-- Task brief --
Reproduce verbatim the data from the line with "Where can you spot the blue poker" up to and including the line with "pixel 246 198", leaving out any picture lines.

━━━ Extracted material ━━━

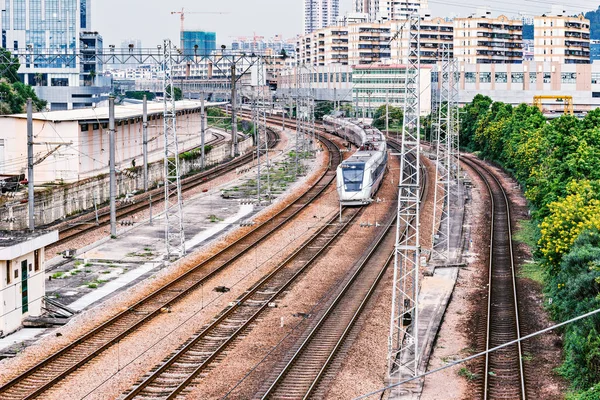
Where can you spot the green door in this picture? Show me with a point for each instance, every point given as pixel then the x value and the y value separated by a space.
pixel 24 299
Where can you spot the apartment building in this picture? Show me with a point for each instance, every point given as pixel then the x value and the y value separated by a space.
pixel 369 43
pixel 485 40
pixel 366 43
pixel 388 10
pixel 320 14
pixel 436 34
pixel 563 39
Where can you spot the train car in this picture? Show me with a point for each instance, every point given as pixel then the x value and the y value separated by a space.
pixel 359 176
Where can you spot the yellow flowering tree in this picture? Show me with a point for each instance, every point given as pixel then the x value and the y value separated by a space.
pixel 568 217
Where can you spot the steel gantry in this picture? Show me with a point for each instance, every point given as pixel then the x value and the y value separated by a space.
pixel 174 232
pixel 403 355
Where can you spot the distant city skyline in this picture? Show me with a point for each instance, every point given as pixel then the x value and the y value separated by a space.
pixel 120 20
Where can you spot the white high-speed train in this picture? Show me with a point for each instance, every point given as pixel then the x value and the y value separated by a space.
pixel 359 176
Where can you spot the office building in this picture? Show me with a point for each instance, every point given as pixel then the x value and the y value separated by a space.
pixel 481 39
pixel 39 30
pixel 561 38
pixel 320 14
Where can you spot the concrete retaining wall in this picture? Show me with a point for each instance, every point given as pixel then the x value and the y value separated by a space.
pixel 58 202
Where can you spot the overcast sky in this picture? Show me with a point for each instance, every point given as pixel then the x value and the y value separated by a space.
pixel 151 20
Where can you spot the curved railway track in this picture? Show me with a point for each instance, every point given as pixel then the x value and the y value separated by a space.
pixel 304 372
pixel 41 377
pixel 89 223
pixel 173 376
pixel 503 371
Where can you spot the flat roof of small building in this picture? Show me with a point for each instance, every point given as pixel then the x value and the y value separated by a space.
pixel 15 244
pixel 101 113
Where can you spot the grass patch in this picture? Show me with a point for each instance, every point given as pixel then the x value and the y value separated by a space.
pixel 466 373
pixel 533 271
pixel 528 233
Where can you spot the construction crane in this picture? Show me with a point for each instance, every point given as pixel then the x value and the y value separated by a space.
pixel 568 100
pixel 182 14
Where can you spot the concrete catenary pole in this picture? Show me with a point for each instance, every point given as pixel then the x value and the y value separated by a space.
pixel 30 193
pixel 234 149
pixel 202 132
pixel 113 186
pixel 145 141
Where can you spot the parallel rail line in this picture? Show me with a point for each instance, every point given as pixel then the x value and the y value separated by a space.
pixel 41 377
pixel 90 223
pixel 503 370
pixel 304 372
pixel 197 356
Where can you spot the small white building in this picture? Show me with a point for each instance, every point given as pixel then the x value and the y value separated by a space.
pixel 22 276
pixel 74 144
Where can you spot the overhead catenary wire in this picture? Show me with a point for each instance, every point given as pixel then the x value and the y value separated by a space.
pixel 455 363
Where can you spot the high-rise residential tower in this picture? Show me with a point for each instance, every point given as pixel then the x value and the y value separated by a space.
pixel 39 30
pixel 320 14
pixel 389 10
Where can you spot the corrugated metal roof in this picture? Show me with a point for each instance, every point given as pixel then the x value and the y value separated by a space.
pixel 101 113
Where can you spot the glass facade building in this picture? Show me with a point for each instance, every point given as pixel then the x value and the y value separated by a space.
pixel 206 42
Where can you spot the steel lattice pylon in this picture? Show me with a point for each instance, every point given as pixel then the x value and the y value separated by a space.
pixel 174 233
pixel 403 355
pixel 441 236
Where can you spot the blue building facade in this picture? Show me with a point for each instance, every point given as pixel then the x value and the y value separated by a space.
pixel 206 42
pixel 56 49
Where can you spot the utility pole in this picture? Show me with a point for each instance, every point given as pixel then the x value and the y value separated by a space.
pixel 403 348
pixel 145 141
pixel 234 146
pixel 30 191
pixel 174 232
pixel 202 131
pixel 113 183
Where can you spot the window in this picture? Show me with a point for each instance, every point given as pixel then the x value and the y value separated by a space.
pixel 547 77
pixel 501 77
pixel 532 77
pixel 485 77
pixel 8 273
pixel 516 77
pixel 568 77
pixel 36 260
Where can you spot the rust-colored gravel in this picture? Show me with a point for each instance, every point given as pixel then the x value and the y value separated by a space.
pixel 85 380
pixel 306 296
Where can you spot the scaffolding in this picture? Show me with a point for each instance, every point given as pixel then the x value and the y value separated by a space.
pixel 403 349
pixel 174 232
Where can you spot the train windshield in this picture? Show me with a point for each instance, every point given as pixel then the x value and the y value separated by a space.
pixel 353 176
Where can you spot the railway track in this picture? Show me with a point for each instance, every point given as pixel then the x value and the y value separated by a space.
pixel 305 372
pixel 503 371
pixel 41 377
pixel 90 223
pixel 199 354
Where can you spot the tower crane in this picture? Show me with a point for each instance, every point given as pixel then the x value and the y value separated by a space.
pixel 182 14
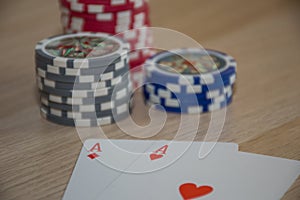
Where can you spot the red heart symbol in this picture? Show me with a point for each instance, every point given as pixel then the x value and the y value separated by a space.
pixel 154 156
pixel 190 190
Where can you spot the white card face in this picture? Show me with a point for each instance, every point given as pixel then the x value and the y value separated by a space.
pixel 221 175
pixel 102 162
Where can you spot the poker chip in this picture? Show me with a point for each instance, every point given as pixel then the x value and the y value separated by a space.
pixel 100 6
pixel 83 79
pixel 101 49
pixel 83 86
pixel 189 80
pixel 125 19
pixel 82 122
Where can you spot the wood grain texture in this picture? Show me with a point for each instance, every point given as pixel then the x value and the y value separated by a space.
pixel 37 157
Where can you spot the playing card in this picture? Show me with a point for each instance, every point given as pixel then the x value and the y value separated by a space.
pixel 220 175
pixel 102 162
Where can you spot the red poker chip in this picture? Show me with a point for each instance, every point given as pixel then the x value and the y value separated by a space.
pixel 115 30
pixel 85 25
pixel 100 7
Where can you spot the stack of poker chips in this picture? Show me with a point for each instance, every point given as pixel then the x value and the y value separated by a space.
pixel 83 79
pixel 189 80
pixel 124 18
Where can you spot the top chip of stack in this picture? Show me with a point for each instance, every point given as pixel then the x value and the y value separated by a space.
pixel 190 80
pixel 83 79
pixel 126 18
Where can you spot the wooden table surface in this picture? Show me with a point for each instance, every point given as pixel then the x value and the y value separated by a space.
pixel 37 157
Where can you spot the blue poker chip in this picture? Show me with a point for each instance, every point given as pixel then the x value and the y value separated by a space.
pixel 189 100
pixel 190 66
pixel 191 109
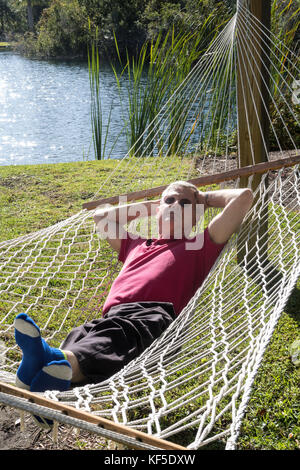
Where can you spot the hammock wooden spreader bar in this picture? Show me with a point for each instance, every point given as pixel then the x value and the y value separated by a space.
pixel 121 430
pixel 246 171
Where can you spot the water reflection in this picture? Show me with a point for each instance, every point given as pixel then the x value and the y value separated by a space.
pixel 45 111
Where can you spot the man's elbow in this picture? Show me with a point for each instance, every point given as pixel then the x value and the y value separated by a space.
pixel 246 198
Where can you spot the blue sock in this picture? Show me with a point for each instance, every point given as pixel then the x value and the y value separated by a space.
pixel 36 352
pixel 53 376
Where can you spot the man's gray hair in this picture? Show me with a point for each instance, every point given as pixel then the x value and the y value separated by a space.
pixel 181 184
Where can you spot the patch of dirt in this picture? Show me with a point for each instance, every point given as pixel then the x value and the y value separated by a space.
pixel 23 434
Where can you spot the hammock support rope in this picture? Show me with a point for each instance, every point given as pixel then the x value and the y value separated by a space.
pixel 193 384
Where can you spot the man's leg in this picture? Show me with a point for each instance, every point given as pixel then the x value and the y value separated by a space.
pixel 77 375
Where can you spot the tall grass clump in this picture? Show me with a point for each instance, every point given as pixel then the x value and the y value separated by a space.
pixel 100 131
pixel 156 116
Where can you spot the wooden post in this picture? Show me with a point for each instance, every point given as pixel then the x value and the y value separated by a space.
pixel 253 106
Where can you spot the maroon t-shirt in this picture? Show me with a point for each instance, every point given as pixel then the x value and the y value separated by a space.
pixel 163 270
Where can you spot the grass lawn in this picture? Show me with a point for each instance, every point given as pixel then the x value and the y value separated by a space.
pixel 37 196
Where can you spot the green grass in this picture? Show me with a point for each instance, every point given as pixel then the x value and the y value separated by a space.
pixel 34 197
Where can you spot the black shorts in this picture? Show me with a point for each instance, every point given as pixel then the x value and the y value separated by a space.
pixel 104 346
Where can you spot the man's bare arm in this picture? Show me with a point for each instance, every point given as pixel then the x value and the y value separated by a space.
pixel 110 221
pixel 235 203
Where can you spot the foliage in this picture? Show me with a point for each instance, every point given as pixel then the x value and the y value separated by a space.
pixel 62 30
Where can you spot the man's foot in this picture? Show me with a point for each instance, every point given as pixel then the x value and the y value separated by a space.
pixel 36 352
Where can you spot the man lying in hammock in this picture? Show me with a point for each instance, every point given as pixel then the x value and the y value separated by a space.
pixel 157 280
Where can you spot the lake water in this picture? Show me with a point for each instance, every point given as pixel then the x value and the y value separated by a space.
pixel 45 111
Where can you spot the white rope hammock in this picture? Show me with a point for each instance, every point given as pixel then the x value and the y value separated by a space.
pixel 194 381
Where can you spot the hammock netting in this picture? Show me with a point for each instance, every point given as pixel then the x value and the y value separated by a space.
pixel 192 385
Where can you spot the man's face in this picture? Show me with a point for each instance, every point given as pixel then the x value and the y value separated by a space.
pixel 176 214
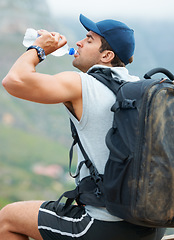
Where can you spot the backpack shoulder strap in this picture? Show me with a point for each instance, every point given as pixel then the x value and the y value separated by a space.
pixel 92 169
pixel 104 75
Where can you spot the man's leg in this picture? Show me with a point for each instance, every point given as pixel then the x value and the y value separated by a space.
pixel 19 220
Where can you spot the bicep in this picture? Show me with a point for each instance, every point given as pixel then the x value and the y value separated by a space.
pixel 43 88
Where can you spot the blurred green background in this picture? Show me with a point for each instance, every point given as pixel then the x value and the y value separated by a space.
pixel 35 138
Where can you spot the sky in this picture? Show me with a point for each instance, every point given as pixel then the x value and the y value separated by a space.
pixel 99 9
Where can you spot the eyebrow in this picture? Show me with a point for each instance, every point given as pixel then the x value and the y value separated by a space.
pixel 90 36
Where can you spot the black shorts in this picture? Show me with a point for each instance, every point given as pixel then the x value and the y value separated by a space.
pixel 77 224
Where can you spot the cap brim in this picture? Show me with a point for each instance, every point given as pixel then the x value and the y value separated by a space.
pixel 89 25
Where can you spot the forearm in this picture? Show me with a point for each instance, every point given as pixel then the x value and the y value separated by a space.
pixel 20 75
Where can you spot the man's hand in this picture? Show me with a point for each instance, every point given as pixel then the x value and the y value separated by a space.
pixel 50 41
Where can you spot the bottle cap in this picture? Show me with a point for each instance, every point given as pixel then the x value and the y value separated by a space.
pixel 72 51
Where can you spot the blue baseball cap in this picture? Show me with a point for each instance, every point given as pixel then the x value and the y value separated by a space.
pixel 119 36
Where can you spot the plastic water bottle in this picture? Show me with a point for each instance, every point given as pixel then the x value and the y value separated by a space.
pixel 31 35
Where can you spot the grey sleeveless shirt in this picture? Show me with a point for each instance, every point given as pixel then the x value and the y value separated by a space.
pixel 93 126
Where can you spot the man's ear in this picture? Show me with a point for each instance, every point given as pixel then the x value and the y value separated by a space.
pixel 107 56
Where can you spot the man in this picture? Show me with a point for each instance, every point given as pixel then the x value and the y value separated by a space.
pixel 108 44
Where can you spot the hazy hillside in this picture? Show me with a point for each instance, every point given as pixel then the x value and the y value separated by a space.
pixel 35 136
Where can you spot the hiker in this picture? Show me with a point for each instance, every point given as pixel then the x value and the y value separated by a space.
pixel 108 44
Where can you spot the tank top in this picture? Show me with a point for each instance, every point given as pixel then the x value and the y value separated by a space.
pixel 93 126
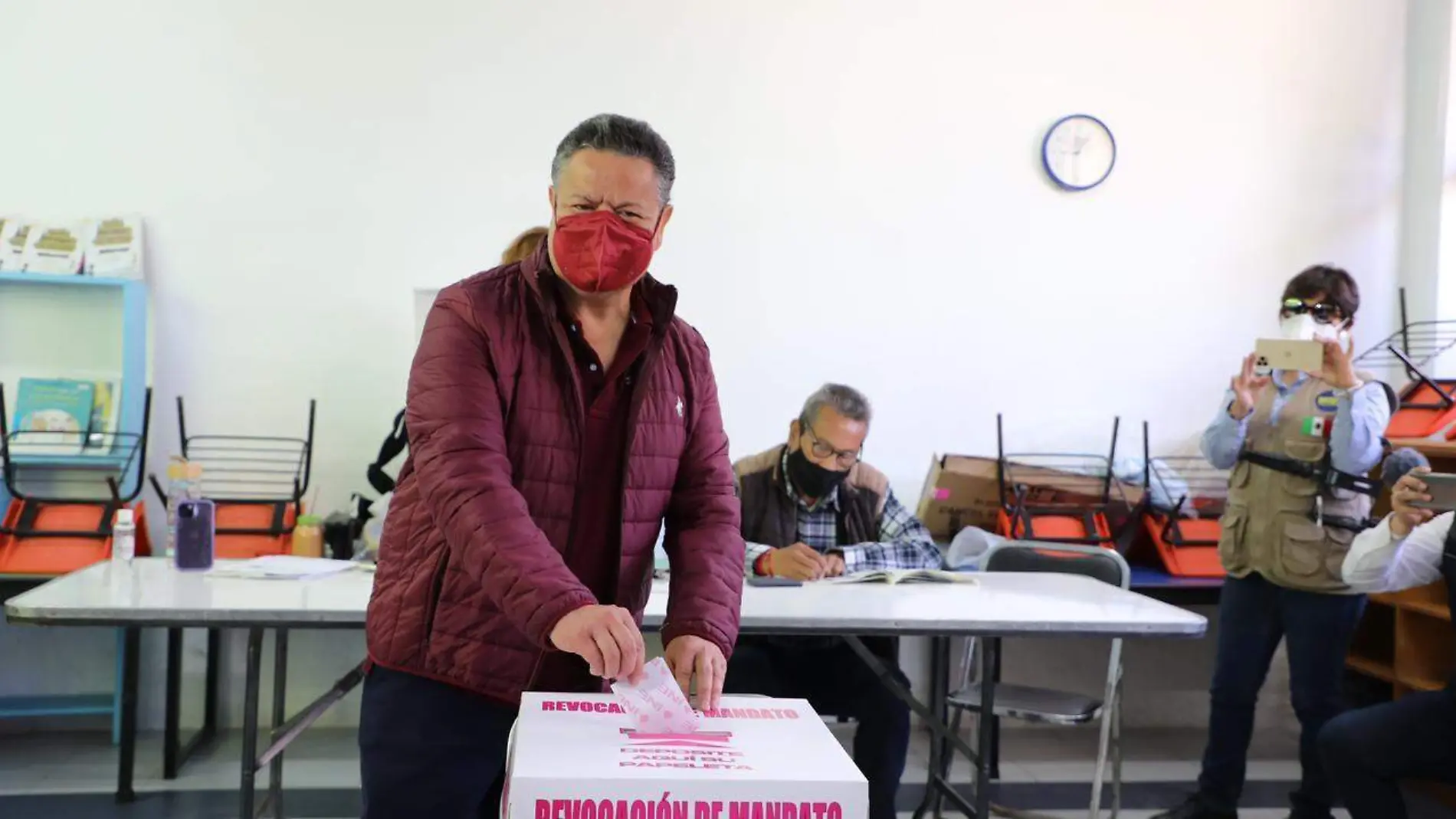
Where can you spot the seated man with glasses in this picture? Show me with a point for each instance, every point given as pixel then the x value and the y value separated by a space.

━━━

-- Finished task --
Where can you spot the blue poker chip in this picture? Show me with a point for each instance, every point given as pixel then the x value and the y value separated by a space.
pixel 189 100
pixel 190 66
pixel 191 109
Where can you spot the hammock wooden spreader bar in this picture? Show me with a point for each instance, every point given as pixel then the x value and the y value separated by a space.
pixel 121 430
pixel 246 171
Where can you spot the water reflection in this picture? Show me with a point for each instance, every point given as pixel then the x value and the y value separated by a space.
pixel 45 111
Where can you spot the man's elbow in this picture? Show me with a point for each instance, every point given as pixel then the x value and the y value separated by a space.
pixel 246 198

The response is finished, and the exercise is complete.